**Material:**
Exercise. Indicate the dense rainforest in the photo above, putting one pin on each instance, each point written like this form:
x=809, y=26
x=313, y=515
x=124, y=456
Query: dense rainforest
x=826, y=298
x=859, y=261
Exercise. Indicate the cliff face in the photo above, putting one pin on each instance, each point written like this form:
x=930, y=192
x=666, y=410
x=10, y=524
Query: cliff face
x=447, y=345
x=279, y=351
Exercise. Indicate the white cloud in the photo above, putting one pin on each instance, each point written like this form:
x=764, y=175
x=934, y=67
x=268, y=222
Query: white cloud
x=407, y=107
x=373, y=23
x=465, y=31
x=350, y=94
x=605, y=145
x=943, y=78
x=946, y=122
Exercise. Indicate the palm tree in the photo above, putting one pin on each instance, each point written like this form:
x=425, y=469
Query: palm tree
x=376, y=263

**Goal of the exercise:** Rewrite all of the data above, changing every "pin" to "marker" and leaving everything else untouched.

**Output for this task:**
Exercise. Indicate the dense rainforest in the photo above, putting one marker on each instance, each point written like this form:
x=809, y=26
x=313, y=515
x=124, y=456
Query: dense rainforest
x=826, y=298
x=859, y=261
Exercise. Indicate the cliff face in the photo above, putting one marker on each instance, each point written like this form:
x=930, y=192
x=666, y=410
x=10, y=524
Query: cliff face
x=447, y=345
x=279, y=351
Exercise. Indicate the white cloud in the photo above, putting one marker on each instance, each point written like this form:
x=764, y=175
x=934, y=67
x=268, y=222
Query: white cloud
x=407, y=107
x=373, y=23
x=465, y=31
x=350, y=94
x=605, y=145
x=943, y=78
x=946, y=122
Exercise. Indicate the palm tree in the photo above, putting one marker on each instance, each point written like this form:
x=425, y=469
Query: palm tree
x=376, y=263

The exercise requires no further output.